■ **TASK BRIEF**
The lines to be copied run from the one containing "the blue t-shirt" to the end of the material below; reproduce them exactly, including both ends, and nothing more.

====================

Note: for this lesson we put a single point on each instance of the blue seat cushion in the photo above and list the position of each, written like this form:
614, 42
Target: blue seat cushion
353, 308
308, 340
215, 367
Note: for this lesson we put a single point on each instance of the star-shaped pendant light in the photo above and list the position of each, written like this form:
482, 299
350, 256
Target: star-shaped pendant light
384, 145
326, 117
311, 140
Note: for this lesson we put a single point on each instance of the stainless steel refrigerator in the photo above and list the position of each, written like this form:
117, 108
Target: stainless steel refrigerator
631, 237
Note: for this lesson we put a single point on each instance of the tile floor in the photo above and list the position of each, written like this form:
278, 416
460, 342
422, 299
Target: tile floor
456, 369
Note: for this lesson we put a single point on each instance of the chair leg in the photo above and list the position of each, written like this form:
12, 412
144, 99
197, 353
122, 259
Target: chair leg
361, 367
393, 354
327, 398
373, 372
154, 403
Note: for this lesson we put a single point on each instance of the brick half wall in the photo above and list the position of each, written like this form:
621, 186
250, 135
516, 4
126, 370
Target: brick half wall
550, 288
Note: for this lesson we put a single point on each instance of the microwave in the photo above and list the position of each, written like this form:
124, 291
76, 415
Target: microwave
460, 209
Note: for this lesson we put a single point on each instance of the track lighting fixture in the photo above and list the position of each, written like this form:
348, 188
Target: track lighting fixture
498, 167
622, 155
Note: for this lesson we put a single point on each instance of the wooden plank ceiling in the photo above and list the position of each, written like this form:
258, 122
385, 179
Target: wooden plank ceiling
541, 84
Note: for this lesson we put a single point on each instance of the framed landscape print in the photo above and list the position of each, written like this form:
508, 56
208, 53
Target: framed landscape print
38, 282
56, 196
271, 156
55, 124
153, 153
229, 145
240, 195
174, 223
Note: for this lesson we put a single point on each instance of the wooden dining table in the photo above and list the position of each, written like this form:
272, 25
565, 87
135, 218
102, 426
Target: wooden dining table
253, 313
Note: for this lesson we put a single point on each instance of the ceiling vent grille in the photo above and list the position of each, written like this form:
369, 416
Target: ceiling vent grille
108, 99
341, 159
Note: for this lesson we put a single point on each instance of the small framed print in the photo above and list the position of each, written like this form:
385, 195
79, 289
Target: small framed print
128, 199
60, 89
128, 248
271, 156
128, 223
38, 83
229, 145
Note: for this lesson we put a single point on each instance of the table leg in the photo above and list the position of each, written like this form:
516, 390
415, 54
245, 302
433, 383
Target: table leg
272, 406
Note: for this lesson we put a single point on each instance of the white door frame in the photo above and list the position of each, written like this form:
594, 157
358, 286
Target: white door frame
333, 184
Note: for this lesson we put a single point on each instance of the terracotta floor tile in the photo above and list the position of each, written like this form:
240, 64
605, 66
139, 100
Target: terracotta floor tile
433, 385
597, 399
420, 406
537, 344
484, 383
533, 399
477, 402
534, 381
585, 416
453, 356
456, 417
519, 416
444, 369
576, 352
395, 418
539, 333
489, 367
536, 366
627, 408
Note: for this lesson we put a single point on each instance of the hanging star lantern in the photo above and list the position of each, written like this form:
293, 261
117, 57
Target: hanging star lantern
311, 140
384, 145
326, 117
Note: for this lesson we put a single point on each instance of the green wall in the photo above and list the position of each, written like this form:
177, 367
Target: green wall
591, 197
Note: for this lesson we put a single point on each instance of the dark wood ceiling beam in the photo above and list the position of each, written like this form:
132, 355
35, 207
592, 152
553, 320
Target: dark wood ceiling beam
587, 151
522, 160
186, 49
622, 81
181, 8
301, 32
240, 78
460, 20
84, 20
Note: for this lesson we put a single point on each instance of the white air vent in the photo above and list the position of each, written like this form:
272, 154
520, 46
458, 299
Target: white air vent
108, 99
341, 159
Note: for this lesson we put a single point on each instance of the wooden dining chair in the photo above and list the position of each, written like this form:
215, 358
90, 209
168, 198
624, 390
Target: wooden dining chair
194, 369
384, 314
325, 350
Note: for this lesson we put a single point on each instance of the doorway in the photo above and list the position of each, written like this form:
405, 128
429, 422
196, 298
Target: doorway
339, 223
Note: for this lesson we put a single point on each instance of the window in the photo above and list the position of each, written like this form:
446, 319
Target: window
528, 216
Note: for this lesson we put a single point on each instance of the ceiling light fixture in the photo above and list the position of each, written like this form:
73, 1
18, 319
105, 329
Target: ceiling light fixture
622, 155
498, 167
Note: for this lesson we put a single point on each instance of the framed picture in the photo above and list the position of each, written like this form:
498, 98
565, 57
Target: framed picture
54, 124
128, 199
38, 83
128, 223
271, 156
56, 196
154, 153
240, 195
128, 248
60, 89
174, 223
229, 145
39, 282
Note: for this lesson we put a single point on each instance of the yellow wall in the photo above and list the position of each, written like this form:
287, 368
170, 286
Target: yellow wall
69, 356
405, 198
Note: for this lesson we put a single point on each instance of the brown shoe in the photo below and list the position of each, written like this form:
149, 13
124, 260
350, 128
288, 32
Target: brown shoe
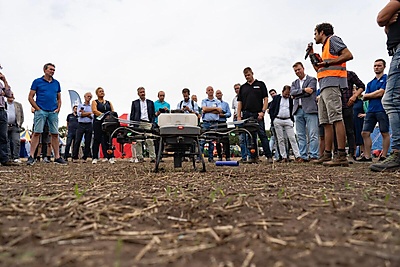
324, 158
340, 159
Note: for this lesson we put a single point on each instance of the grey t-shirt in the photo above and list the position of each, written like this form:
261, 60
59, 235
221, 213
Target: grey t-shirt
336, 45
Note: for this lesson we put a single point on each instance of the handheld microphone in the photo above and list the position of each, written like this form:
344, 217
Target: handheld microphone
309, 47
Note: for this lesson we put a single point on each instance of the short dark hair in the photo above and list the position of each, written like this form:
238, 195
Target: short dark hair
297, 64
46, 66
383, 61
286, 87
247, 69
326, 27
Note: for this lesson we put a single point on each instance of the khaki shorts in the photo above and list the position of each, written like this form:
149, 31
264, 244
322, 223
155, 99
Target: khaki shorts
330, 105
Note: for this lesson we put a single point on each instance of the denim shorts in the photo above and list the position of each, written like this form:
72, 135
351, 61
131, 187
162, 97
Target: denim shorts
330, 105
371, 118
39, 119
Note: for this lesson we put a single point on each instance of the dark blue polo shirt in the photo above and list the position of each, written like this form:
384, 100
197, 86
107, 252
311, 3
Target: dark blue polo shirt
375, 105
46, 93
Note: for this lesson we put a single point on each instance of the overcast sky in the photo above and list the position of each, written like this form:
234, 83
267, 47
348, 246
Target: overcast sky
169, 45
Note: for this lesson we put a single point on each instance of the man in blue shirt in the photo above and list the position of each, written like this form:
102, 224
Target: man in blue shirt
211, 108
376, 113
223, 116
388, 17
47, 106
85, 127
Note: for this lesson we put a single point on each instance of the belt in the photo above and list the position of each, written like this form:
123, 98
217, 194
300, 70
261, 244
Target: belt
393, 50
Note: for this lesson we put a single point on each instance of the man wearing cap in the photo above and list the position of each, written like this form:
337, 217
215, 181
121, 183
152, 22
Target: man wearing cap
15, 115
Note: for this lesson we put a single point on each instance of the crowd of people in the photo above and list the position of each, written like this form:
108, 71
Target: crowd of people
315, 116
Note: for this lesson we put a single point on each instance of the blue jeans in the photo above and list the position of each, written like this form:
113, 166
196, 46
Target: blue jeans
244, 151
3, 136
39, 120
261, 133
391, 99
14, 142
307, 125
208, 126
70, 140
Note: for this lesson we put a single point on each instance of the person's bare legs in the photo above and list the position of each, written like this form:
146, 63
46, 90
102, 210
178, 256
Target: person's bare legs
367, 144
55, 143
34, 143
385, 144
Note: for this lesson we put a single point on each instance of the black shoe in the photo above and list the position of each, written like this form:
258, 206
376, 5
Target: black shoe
390, 164
364, 159
253, 161
30, 161
9, 163
382, 159
60, 161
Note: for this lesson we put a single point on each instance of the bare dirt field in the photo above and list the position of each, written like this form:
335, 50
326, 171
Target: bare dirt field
253, 215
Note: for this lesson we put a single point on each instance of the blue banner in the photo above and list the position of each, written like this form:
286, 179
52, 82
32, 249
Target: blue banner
75, 98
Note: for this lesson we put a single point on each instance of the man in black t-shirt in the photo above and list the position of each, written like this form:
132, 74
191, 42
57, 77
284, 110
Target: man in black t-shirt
253, 103
388, 17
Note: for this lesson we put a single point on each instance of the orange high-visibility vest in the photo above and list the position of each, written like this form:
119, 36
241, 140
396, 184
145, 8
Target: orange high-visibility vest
333, 70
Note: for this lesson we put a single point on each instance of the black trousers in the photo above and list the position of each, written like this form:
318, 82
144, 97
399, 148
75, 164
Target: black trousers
83, 129
347, 114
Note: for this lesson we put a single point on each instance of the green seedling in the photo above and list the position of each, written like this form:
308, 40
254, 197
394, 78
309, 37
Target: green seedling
118, 252
168, 191
347, 185
78, 193
325, 198
281, 193
387, 197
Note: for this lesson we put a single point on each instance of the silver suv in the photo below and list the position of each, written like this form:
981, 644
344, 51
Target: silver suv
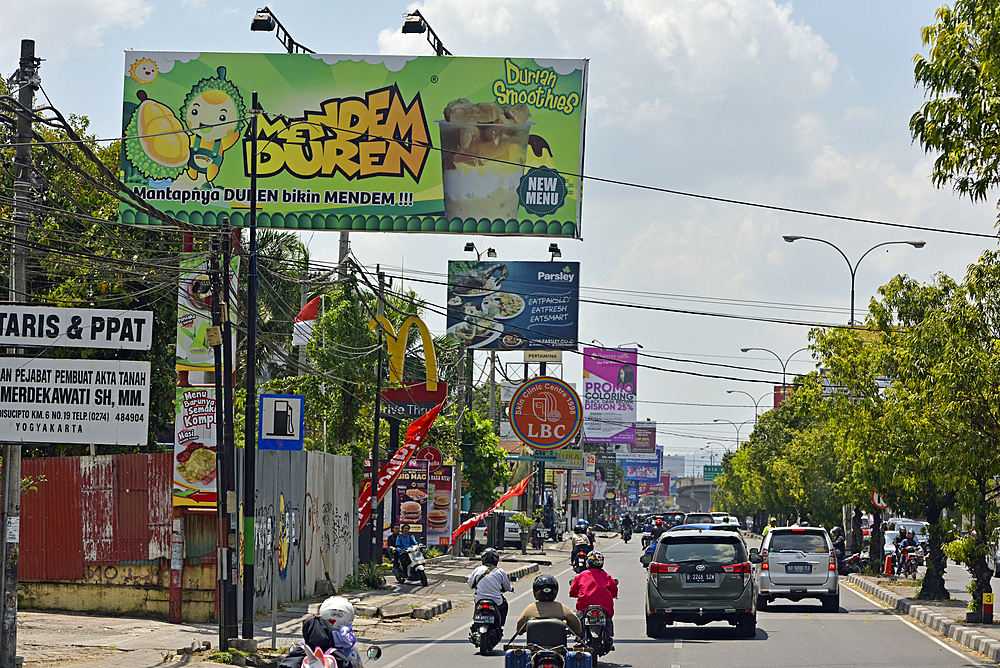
798, 563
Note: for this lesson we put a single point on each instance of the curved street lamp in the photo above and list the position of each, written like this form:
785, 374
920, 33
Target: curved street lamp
756, 402
916, 243
783, 363
736, 426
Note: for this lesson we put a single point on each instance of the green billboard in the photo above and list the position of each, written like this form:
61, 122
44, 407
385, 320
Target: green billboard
361, 143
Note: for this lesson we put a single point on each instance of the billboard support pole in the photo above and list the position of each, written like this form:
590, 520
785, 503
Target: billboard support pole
375, 551
250, 416
26, 78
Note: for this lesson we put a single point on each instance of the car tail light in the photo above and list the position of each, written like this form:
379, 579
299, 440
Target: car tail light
745, 568
663, 568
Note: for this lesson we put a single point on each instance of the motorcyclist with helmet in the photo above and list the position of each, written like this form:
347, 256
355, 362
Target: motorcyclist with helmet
839, 543
491, 582
332, 627
580, 540
545, 589
658, 529
404, 541
595, 587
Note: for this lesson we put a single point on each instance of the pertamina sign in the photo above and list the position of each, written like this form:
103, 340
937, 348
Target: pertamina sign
545, 413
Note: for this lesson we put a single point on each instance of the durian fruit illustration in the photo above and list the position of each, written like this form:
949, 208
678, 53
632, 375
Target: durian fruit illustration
156, 144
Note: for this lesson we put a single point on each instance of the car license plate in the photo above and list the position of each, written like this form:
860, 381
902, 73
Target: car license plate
798, 568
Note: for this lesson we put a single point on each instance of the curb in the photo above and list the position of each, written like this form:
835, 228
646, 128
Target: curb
948, 627
518, 572
438, 607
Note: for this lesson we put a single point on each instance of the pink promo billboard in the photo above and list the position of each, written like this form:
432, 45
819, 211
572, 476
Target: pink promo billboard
609, 392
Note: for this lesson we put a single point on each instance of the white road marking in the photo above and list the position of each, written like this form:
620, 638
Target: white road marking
457, 631
912, 625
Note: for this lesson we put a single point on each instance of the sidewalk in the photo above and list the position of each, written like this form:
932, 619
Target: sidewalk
945, 617
88, 641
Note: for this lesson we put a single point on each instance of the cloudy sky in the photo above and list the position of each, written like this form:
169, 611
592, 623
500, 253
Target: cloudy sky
801, 105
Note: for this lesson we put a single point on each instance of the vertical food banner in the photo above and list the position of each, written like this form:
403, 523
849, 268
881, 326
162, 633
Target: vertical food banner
410, 498
196, 435
439, 515
609, 393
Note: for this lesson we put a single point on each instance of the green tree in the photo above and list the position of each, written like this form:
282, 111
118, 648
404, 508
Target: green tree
961, 77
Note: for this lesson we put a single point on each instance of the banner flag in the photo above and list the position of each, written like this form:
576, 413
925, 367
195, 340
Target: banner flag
304, 323
516, 490
387, 475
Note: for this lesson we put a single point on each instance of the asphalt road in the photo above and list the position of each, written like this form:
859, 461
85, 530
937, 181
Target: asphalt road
862, 633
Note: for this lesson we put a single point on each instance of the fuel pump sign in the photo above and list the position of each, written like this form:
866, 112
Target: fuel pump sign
281, 422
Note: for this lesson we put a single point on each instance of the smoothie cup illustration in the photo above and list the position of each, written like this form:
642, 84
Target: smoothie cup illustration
482, 159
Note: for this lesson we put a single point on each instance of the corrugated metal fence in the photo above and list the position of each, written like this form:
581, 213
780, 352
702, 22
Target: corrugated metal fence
92, 512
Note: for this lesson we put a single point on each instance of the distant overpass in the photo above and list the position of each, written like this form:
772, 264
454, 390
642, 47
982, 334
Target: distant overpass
694, 494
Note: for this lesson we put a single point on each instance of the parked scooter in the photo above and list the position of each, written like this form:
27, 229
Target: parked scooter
486, 630
414, 557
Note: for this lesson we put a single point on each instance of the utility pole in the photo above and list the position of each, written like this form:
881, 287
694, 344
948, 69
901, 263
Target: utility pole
222, 462
227, 479
250, 426
375, 549
27, 81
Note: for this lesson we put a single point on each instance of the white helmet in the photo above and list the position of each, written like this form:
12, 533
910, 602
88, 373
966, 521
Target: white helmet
337, 610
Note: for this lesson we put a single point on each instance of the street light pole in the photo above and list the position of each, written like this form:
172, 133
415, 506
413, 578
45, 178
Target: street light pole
916, 243
737, 426
756, 402
783, 363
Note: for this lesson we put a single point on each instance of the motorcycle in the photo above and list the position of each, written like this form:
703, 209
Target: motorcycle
595, 631
908, 565
486, 630
580, 558
415, 561
546, 646
848, 565
332, 658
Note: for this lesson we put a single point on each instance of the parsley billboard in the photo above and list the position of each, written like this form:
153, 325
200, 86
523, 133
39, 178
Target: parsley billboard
514, 305
366, 143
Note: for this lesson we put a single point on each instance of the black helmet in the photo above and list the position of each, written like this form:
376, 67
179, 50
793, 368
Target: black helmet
545, 588
490, 557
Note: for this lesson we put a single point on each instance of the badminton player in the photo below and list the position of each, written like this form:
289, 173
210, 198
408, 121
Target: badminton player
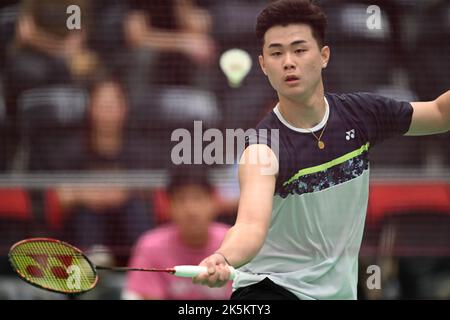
298, 231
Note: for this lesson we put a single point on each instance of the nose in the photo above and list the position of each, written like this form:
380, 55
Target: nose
288, 62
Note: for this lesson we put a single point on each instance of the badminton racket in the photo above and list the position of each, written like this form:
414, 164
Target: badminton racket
57, 266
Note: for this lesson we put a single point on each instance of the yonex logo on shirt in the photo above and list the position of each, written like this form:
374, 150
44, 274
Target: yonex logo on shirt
350, 135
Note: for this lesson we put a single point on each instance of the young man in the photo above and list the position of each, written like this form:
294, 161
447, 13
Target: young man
191, 235
299, 230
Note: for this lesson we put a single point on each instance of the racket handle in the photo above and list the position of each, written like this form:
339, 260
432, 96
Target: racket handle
193, 271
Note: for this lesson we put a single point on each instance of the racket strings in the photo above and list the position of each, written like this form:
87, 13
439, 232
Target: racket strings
54, 266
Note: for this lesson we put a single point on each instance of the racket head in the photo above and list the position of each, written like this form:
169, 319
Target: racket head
53, 265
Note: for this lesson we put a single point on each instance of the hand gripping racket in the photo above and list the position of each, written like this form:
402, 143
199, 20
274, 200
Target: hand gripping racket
60, 267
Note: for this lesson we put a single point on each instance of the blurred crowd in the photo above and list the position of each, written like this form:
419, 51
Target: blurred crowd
107, 97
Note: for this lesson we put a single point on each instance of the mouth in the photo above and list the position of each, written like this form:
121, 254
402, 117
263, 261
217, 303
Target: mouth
291, 79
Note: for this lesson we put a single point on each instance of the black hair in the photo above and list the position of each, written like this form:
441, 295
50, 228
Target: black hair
189, 175
285, 12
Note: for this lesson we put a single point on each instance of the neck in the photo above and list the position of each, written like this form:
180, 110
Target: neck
305, 112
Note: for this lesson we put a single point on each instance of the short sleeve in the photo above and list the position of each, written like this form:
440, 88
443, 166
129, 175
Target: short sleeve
383, 117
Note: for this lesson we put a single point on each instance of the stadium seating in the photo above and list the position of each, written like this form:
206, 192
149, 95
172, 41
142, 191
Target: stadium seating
51, 118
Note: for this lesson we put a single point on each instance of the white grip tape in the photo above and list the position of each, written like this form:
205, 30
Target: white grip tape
193, 271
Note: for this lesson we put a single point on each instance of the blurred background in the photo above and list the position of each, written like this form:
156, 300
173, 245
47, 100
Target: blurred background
86, 118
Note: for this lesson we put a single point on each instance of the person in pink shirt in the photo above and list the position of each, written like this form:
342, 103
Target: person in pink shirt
191, 234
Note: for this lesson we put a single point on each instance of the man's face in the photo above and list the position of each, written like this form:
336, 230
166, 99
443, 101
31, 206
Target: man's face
292, 60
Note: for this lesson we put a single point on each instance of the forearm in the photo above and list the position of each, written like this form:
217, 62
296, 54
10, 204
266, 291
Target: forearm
443, 103
242, 242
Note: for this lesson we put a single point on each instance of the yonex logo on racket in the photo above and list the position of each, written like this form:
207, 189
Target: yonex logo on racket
223, 150
42, 265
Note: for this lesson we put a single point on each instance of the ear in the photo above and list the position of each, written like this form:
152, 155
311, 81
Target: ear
262, 65
325, 53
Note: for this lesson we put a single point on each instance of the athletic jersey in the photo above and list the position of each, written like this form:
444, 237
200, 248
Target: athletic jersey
321, 196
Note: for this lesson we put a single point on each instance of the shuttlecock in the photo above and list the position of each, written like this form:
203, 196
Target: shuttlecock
236, 64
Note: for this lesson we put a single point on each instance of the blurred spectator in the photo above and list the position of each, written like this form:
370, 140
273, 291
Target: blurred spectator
107, 217
105, 141
191, 234
171, 41
112, 216
44, 52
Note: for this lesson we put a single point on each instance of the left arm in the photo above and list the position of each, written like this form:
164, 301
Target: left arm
430, 117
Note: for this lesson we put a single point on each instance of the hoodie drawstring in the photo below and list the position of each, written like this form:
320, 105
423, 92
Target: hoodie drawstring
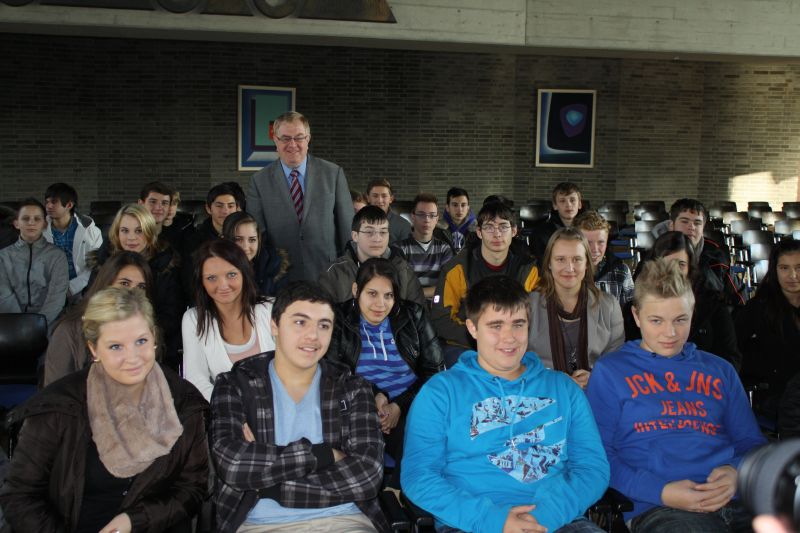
513, 415
375, 351
28, 276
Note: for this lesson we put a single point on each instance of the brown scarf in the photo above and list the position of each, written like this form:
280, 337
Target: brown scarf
130, 437
555, 313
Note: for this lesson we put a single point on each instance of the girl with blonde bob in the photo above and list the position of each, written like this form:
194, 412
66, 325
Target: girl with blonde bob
67, 351
675, 420
134, 230
572, 322
117, 447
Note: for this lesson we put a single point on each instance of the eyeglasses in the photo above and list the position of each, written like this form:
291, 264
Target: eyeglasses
370, 233
299, 139
492, 229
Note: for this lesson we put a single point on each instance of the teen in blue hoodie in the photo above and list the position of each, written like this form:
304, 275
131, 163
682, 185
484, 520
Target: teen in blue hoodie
499, 441
675, 420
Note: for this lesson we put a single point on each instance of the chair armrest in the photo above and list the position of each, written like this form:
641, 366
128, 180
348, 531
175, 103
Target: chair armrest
612, 501
394, 513
419, 517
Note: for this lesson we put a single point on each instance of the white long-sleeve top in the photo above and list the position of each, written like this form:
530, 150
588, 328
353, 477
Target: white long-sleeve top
204, 358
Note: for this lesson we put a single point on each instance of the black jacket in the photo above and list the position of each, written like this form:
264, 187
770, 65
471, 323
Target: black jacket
270, 267
413, 335
44, 487
771, 354
714, 265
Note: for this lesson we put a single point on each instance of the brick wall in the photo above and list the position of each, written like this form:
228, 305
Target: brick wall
109, 114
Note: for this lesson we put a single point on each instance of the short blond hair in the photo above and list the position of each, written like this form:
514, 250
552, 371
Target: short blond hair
591, 221
146, 221
112, 305
661, 278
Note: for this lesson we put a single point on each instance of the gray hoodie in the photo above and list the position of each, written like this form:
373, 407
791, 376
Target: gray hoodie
33, 279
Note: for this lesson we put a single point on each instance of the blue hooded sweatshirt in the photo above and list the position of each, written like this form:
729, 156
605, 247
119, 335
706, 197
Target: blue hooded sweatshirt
477, 445
666, 419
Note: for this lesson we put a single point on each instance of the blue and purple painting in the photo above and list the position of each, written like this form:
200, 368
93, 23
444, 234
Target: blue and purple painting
565, 128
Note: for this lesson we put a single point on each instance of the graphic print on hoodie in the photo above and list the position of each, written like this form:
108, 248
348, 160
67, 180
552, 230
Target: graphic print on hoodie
532, 461
477, 445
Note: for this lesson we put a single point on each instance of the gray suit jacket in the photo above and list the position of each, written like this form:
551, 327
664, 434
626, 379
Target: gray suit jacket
327, 215
604, 328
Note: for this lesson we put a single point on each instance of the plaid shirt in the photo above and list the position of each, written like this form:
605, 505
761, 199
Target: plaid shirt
295, 475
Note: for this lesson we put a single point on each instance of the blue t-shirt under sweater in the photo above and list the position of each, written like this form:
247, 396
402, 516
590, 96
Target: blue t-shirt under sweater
293, 421
64, 241
380, 363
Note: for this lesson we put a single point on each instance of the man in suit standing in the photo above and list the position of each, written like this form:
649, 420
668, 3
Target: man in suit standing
301, 201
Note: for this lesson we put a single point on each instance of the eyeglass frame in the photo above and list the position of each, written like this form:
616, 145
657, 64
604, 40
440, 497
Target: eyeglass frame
371, 233
491, 229
299, 139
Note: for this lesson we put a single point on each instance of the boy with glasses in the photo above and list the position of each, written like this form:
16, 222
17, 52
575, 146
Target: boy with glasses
370, 238
75, 234
380, 194
496, 229
425, 253
458, 219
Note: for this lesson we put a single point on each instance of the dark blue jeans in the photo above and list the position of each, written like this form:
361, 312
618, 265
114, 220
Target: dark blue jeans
579, 525
731, 518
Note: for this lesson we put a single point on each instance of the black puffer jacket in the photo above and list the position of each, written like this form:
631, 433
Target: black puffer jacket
413, 335
44, 487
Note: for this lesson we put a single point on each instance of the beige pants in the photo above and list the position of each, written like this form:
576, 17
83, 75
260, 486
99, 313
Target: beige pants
351, 523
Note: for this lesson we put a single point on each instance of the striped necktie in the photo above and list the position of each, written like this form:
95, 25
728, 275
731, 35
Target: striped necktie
296, 193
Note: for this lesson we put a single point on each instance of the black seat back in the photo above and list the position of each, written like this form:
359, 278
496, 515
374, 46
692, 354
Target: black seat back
23, 338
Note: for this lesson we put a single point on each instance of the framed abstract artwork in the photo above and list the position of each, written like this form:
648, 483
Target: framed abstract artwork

====================

■ **EXPECTED ANSWER**
Note: for this lesson we put a single point on each instance of the blue t-shirt under sweater in the photo above and list the position of each, written like this form:
247, 396
402, 516
590, 96
Target: blue t-shirt under sweater
293, 421
64, 241
380, 363
Note: for this lesson we put a single point on each instance of the man in suit standing in the photo above and list the position of each, written like this form:
649, 420
668, 3
Target: man in suit standing
301, 201
Note: for this lesson we put a single point on each instance of the eyeglass frame in the photo above and list the position of each, written like this form:
616, 145
657, 64
604, 40
440, 497
Target: eyeglass frame
371, 233
491, 229
299, 139
Note: for this lesson we put a single point on each instance of the boy with glasses in the photo above and list the position of each, written like this form:
16, 222
17, 52
575, 146
Target: boy with glasses
370, 238
75, 234
380, 194
496, 229
425, 253
458, 219
Note: for this lesson we put a single point on each instance of the dark blue jeans in the photo above and list the position of each, written like this form:
361, 312
618, 265
114, 220
Target: dark blue jeans
579, 525
731, 518
Note: for this lesson we put a single point on each instance of the black puffer jacket in the photo above and list the position of each, written like this form:
631, 433
Target: black puffer jacket
413, 335
44, 487
Note: for this lesson we put a single point on each instance of the beige pants in the photo above and list the position of each, written like this form:
576, 17
83, 75
260, 486
99, 313
Target: beige pants
351, 523
Note: for this lesson we put a single point on each instance of the striped necktie in the photo above and list the position of each, written like this form:
95, 25
728, 275
731, 35
Target: striped necktie
296, 193
Note: for this lesson we put a single point on each instance of the black seat back in the photo above and list the position of each, written like this form:
359, 278
496, 515
374, 46
692, 354
Target: black seat back
23, 338
Note: for this lesson we put a single point on each instance of the framed abstract artwork in the photo above and list the position of each, written like this form:
648, 483
Target: framed abstract artwork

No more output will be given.